Sindacati ed Imprese criticano il Presidente Donato Toma e disertano il Comitato di Sorveglianza

Sindacati ed Imprese criticano il Presidente Donato Toma e disertano il Comitato di Sorveglianza

12 Dicembre 2020 Off Di Redazione

Le organizzazioni sindacali, CGIL, CISL, UIL, insieme alle sigle rappresentative del mondo delle imprese, CONFINDUSTRIA, CASAARTIGIANI, CONFCOMMERCIO, CNA, CONFARTIGIANATO, ANCE-ACEM, UNIONE REGIONALE ARTIGIANI, CONFESERCENTI, CIA E COLDIRETTI, hanno assunto una netta posizione di critica nei confronti del Presidente della Regione, Donato Toma, e del suo governo.

Hanno infatti, insieme e in piena sintonia tra tutti i loro rappresentanti, deciso di disertare il tavolo del Comitato di Sorveglianza, dando un forte segnale, unitario e determinante dell’intero universo del lavoro, contro i metodi e le modalità usate da coloro che guidano le sorti, politiche e amministrative, del territorio regionale.

La decisione è stata presa, come vogliono sottolineare, per le riunioni già fissate, relative al Piano Operativo Regionale, ma anche per quelle che saranno organizzate per le prossime programmazioni dei fondi europei e nazionali.

[Voci della raccolta]
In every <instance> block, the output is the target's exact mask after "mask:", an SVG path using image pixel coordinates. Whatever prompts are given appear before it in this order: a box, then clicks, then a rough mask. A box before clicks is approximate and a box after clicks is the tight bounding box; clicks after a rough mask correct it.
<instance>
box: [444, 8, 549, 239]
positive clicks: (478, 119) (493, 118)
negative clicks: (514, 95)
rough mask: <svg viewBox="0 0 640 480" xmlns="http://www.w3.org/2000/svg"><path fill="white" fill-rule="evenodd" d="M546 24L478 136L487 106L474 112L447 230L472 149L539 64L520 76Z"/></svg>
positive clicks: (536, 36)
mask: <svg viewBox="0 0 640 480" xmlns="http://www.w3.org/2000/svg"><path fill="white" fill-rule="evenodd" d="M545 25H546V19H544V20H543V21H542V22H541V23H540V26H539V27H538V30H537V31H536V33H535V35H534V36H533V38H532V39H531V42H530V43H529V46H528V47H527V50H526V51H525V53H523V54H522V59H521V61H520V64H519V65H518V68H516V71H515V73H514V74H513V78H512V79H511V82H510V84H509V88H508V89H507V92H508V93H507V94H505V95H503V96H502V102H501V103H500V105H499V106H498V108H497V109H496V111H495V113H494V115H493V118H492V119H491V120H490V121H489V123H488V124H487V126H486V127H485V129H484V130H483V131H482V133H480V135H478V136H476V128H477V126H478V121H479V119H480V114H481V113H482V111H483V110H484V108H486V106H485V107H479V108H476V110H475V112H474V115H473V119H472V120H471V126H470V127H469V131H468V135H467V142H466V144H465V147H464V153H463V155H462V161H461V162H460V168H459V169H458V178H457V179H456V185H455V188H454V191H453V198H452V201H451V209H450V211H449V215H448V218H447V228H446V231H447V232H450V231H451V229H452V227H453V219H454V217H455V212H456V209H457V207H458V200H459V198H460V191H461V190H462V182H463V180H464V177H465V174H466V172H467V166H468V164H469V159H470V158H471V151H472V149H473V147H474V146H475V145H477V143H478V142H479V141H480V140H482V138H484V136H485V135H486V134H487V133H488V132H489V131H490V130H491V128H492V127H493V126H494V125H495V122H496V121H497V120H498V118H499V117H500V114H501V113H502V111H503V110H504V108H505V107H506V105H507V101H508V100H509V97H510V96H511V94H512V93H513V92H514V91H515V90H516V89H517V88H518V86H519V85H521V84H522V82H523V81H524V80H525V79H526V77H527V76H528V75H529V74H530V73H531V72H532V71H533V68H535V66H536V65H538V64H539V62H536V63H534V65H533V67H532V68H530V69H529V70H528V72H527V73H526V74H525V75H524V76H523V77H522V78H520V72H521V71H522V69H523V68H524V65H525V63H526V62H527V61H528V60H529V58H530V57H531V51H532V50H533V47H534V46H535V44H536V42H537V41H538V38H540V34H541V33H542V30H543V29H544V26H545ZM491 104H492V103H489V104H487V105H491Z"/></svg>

Consegna A: Secondo il testo di riferimento, quale tavolo hanno deciso di disertare sindacati e imprese?
Consegna B: Riassumi in due frasi il testo di riferimento.
Consegna C: Prosegui il testo di riferimento sulla protesta di sindacati e imprese contro il Presidente Toma, partendo dopo la sua ultima frase.

Risultato A: Il tavolo del Comitato di Sorveglianza.

Risultato B: CGIL, CISL, UIL e numerose sigle rappresentative delle imprese hanno assunto una netta posizione di critica verso il Presidente della Regione, Donato Toma, e il suo governo. In modo unitario hanno deciso di disertare il Comitato di Sorveglianza, sia per le riunioni già fissate sul Piano Operativo Regionale sia per quelle che saranno organizzate per le prossime programmazioni dei fondi europei e nazionali.

Risultato C:
Tali incontri” – sottolineano e ribadiscono – “sono ormai degli appuntamenti rituali, svuotati di ogni significato, sia esso programmatico e politico”. La cosa la si evince dal fatto che “ol governo regionale ha relegato i rappresentanti del Partenariato al ruolo di semplici spettatori”.

La pandemia ha insegnato” – sostengono le Organizzazioni molisane del Partenariato – “che il Paese o riprende a crescere tutto insieme, attenuando squilibri territoriali, sociali, economici e ambientali, o non ce la farà a superare la grave crisi economica che giorno dopo giorno lo sta avviluppando.”

Sarebbe fondamentale” – sostengono – “in questa fase, riportare allo Stato centrale tutte quelle competenze che hanno una influenza sul piano globale e avviare, contestualmente, una riflessione sulle configurazioni dimensionali delle Regioni. Una riflessione che consenta la piena esigibilità di diritti e di servizi. A partire dalla Sanità e dal conseguente diritto alla salute, che proprio la pandemia con la quale ancora ci confrontiamo ha elevato a fenomeno mondiale. Ma la stessa cosa vale per i trasporti e la mobilità, per le infrastrutture, l’ambiente, l’istruzione, il turismo, le politiche energetiche, il lavoro!”